Exercice proposé 1. Dans le passage choisi, condensez sous forme de liste le paragraphe qui commence par « En 2003, c'est le premier signe tangent » en gardant ses faits essentiels.
Exercice proposé 2. Rédigez la suite du passage choisi sur l'engagement militaire français en Afghanistan, à partir de sa dernière phrase.

***** Passage choisi *****

Dix soldats français ont perdu la vie dans l’embuscade des talibans en vallée d’Uzbeen, le 18 août 2008. Un électrochoc pour l’Armée de terre, à l’époque, et pour dix familles.
En Afghanistan, en 2008, la guerre dure depuis déjà sept ans. Les Américains ont envahi le pays pour en déloger les talibans qui avaient accueilli Ben Laden et son organisation Al-Qaïda, responsable des attaques du 11 septembre 2001. L’opération s’appelle Enduring Freedom (OEF) et aura toujours des règles d’engagement très cinétiques.
La France n’a que très marginalement participé – au sol, en tout cas – aux premiers combats en 2001-2002, envoyant par contre le groupe aérien embarqué du Charles-de-Gaulle, et un détachement de chasseurs de l’Armée de l’air.
Les talibans ont disparu en tant que force structurée, Al-Qaïda a été en partie neutralisée sans pour autant disparaître, et son leader charismatique, Oussama ben Laden, s’est évaporé.
La France a progressivement engagé des moyens sur ce théâtre complètement nouveau pour elle. A part des agents de la DGSE qui ont opéré sur place pendant la guerre contre l’Afghanistan, personne ne connaît la zone et ceux qui l’habitent.
En 2003, c’est le premier signe tangent : pour se rabibocher avec George Bush, Jacques Chirac déploie un groupement de forces spéciales de 200 hommes, la Task Force Arès, opérant en zone américaine, dans le sud-est du pays. Le bilan opérationnel est réel, même si Paris ne le juge pas assez important. Mais sept commandos perdent la vie. L’état-major change son fusil d’épaule, jugeant ces troupes inadaptées au type de combat, et préfère se concentrer sur des opérations conventionnelles, à Kaboul, tout en conservant un engagement très mesuré en effectifs (un millier).

***** Données brutes *****

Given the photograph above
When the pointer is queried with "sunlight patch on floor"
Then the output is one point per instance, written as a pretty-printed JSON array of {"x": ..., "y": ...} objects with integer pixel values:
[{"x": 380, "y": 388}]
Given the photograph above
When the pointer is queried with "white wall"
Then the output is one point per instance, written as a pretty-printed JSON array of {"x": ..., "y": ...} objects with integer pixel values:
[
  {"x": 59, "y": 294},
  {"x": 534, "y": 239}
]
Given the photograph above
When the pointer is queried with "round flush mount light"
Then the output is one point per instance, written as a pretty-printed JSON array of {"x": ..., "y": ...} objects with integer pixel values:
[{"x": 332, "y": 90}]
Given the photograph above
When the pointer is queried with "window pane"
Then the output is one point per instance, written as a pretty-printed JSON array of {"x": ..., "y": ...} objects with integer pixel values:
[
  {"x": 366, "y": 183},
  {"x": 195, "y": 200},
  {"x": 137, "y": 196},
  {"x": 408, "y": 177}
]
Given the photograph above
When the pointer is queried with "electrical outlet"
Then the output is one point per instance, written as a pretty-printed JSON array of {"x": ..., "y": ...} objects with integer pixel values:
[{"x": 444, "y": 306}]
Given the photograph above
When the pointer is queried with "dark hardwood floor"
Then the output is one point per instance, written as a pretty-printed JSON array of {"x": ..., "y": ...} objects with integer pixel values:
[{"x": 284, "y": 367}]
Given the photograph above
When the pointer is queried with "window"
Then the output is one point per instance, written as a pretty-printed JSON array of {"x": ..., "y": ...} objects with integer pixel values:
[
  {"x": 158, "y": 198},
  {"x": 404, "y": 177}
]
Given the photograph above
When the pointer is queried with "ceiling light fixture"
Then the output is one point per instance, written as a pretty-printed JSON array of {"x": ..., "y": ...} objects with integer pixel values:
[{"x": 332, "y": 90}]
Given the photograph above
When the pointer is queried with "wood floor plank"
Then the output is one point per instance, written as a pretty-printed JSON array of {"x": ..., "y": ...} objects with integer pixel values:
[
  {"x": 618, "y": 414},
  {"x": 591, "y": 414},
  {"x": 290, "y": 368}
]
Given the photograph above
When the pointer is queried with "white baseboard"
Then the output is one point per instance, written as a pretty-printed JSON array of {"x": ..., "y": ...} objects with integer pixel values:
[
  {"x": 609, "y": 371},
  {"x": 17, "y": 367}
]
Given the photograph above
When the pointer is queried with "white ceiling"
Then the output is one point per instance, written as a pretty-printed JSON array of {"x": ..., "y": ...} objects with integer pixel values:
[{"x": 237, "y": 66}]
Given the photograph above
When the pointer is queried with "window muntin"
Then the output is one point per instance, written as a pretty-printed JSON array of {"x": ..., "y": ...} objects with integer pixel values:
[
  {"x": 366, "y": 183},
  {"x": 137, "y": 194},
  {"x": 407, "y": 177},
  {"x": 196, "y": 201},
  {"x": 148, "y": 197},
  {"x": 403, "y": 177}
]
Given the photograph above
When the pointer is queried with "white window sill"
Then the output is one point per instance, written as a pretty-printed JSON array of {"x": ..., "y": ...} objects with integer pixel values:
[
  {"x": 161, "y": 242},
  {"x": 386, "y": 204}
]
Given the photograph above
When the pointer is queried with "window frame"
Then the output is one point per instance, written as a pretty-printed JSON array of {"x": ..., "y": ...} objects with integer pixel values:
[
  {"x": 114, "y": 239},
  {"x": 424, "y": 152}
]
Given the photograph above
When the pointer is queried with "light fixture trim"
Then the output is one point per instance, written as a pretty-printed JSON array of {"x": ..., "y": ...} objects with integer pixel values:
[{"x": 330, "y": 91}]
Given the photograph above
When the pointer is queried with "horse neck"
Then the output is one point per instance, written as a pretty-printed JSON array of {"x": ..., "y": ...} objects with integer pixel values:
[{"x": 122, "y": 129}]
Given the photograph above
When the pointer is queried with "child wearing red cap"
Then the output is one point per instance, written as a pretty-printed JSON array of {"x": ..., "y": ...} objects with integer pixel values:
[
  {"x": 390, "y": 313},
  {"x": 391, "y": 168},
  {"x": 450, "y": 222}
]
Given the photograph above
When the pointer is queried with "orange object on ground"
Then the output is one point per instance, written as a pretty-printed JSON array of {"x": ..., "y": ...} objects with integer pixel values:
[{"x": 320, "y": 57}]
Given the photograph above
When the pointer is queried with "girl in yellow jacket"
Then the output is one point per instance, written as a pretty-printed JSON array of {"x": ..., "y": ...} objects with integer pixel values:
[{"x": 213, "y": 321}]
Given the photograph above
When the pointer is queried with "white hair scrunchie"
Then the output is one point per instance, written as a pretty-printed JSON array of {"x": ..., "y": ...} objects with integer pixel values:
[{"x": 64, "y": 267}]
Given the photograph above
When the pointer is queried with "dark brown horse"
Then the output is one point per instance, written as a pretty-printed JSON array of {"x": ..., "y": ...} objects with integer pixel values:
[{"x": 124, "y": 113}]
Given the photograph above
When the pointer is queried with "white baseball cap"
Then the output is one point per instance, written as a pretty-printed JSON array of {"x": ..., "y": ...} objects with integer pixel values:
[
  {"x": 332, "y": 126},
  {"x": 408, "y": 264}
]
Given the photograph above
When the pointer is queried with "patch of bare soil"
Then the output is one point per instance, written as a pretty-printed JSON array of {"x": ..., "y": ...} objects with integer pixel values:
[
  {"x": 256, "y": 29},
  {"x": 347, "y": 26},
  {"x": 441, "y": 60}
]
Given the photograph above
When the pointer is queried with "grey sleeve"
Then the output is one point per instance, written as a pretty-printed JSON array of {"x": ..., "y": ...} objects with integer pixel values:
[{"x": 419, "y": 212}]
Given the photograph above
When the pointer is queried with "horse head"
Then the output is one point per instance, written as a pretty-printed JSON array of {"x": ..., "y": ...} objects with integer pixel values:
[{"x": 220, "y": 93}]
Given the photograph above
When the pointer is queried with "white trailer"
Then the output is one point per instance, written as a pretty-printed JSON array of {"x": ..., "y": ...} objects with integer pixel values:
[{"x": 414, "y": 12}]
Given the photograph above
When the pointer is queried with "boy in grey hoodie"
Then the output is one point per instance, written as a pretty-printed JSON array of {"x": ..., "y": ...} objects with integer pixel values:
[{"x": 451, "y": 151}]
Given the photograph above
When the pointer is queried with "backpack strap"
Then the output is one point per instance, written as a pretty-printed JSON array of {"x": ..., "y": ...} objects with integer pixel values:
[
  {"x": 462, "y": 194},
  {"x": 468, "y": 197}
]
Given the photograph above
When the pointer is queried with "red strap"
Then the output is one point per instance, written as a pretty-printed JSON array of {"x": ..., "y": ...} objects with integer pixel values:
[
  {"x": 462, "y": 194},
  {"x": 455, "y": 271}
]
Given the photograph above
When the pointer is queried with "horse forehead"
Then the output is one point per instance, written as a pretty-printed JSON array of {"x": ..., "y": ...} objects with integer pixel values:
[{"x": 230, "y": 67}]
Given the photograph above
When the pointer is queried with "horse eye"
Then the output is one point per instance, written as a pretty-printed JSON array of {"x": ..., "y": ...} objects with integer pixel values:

*****

Réponse rédigée 1.
- En 2003, pour se rabibocher avec George Bush, Jacques Chirac déploie la Task Force Arès, un groupement de 200 hommes des forces spéciales, en zone américaine dans le sud-est de l'Afghanistan.
- Le bilan opérationnel est réel, mais Paris ne le juge pas assez important, et sept commandos perdent la vie.
- L'état-major juge ces troupes inadaptées à ce type de combat. Il se tourne vers des opérations conventionnelles à Kaboul, avec un engagement limité à un millier d'hommes.

Réponse rédigée 2.
En 2007, là aussi pour des raisons politiques, Paris décide d’intensifier sa présence pour montrer sa bonne disposition envers l’OTAN, qui dirige les opérations en Afghanistan au sein de l’ISAF, créée en 2001. D’une part, la France prendra la responsabilité d’une des quatre régions militaires de l’ISAF ; d’autre part, des militaires français se déploieront dans une zone totalement nouvelle, contigüe. A Paris, on pense avoir fait une bonne affaire, car ces zones sont très éloignées de la région la plus difficile de l’Afghanistan, où elle a perdu ses commandos du COS. A l’époque, ils sont 3 000 à Kaboul, et quelques centaines au Tadjikistan. Les chasseurs sont aussi installés à Kandahar, dans le Sud afghan.
À Uzbeen
Le 1er août 2008, la France a repris le commandement du Regional Command-Capital (RC-C), qui englobe Kaboul, la plaine de Shamali, au nord, et le district de Surobi, à l’est. Ce dernier est traversé par une route qui relie Kaboul au Pakistan. Une simple route à deux voies, longeant des gorges, et parfois clairsemée de camions-citernes qui ont manifestement été attaqués. Il comprend aussi un lac et un barrage associé, qui contribuent à fournir Kaboul en électricité.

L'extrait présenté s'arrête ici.